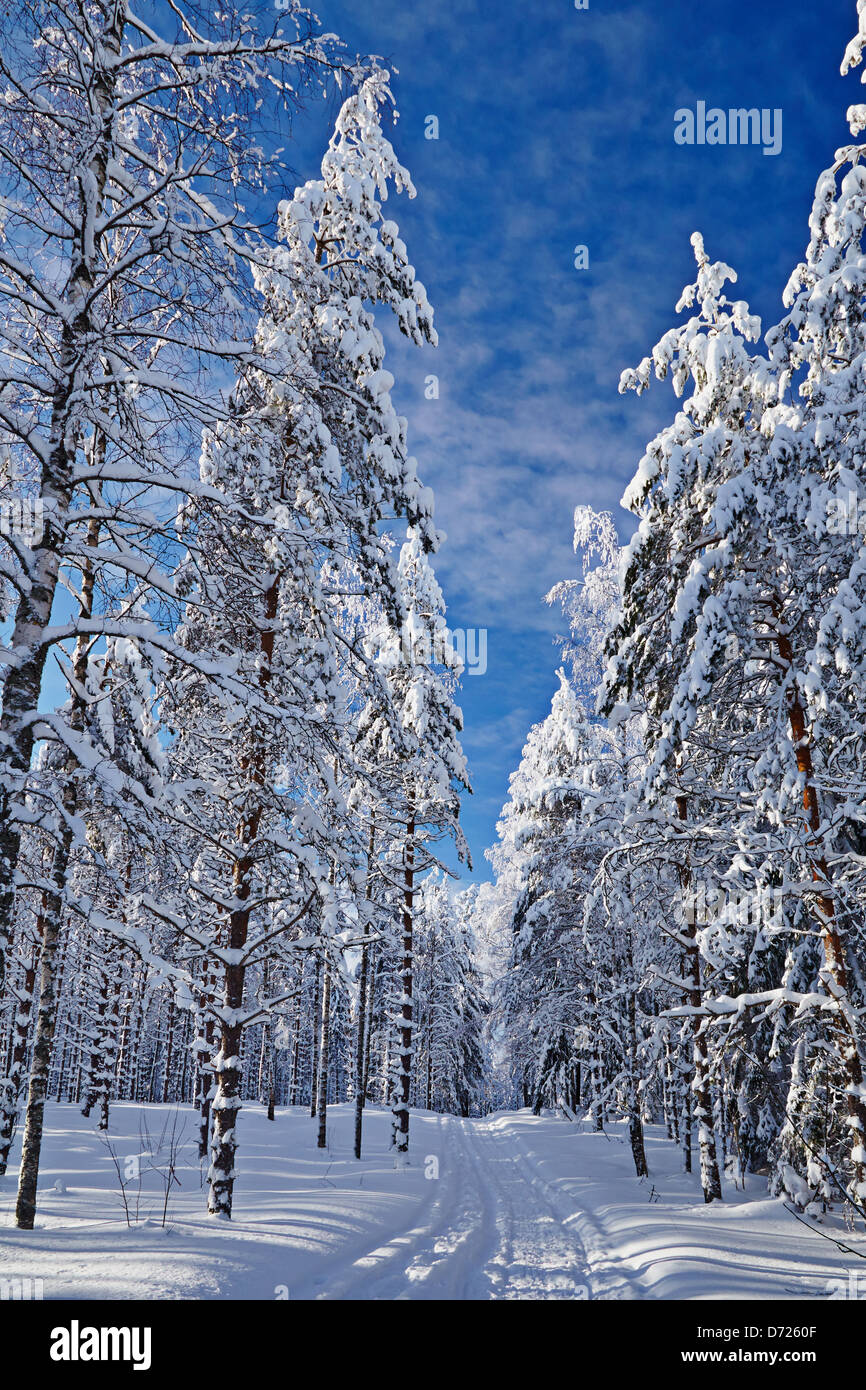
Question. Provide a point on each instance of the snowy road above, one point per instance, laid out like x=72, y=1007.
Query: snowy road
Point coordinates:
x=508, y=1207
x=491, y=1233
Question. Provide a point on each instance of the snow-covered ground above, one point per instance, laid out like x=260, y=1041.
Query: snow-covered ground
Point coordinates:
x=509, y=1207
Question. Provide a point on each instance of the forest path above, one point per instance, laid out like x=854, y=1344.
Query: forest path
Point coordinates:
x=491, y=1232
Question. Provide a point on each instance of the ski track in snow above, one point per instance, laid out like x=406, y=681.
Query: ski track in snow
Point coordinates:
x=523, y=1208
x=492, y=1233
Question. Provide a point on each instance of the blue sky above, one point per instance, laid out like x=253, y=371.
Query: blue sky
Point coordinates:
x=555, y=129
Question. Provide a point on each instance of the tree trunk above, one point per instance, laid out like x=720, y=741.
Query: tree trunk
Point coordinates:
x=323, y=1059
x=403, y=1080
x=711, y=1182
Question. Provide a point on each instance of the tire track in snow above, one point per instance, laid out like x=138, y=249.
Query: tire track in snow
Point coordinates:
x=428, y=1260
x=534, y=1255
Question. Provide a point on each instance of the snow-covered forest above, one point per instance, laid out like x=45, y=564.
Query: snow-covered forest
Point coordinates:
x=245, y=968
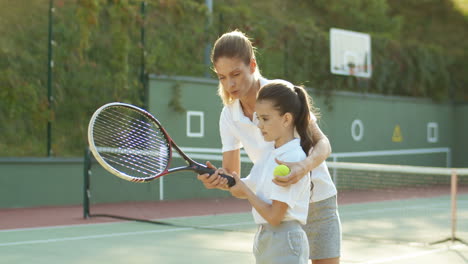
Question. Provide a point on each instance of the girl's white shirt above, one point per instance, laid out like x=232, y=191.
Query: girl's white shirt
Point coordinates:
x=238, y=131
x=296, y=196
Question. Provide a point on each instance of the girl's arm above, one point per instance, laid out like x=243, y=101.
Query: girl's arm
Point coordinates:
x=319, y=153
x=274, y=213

──────────

THE EXERCISE -> Please copy every line of the records above word for word, leaving out the pictures.

REPLY ->
Question. Provide a point on each instance of the snowy road above, one point per instance, laid out like x=72, y=1007.
Query: snowy road
Point coordinates:
x=508, y=1207
x=491, y=1233
Question. Provide a point on each instance of the snow-covered ground above, one point per instance, laid out like x=260, y=1041.
Query: snow-covered ground
Point coordinates:
x=509, y=1207
Question. Provide a point on each instance of the forest path above, one point per instance, laid out like x=854, y=1344.
Query: forest path
Point coordinates:
x=491, y=1232
Question. Provide a point on each instance of the ski track in snow above, one point per instance, laid out like x=406, y=681.
Query: ski track in snow
Point coordinates:
x=523, y=1208
x=492, y=1233
Question. Provide a point on each instance of the blue sky above, one point per instance, laid out like x=253, y=371.
Query: blue sky
Point coordinates:
x=555, y=129
Question. Provide a point on each instance of the tree trunk above, one point per instance, laid out like x=720, y=741.
Query: tree trunk
Point coordinates:
x=323, y=1059
x=403, y=1080
x=711, y=1182
Question. Provide a point on each instance of the tire track in snow above, one point per instance, laid out like x=138, y=249.
Query: tire track in snow
Point coordinates:
x=428, y=1260
x=534, y=1255
Question. Provide a point on each instance of the snow-covered forest above, one point per instance, laid out like x=45, y=564.
Query: snow-covered forest
Point coordinates:
x=245, y=968
Question. Provide a point on each instance of the girl's white shirt above, one point per instance, laid out like x=232, y=191.
Query: girl's white shirt
Point coordinates:
x=238, y=131
x=296, y=196
Question. Provide a point on each instance of the girl's arm above, one point per instance, laid out like x=243, y=101.
Query: girl's arm
Point coordinates:
x=319, y=153
x=274, y=213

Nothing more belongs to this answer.